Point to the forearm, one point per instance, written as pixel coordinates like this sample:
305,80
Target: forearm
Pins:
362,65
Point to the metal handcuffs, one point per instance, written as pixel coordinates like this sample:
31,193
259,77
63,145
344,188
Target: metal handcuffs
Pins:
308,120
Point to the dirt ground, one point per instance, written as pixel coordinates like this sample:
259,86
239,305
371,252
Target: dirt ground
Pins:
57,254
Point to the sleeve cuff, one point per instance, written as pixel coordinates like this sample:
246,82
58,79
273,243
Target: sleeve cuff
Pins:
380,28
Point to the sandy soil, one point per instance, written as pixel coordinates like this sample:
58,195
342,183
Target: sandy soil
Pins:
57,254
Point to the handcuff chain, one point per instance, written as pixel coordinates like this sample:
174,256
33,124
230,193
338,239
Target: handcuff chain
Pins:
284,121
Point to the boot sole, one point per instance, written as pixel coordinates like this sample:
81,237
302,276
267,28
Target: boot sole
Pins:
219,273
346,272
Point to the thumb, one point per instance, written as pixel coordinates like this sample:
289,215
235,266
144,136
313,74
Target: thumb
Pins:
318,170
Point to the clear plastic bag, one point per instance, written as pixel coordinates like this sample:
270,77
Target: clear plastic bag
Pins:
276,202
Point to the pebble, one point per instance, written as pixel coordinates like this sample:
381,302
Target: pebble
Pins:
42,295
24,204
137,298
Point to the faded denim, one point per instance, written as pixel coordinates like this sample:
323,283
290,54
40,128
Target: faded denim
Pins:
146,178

● ● ● ● ● ● ●

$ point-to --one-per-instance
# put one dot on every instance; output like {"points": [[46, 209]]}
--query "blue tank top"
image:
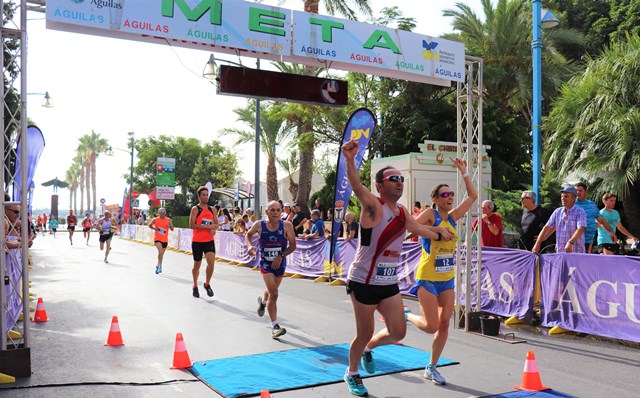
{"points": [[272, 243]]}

● ● ● ● ● ● ●

» Stated task: Show every line of the data that contains the string "plastic", with case counting.

» Exercise answer:
Point to the clear plastic bag, one point per instance, written as pixel coordinates like this sample:
Target: clear plastic bag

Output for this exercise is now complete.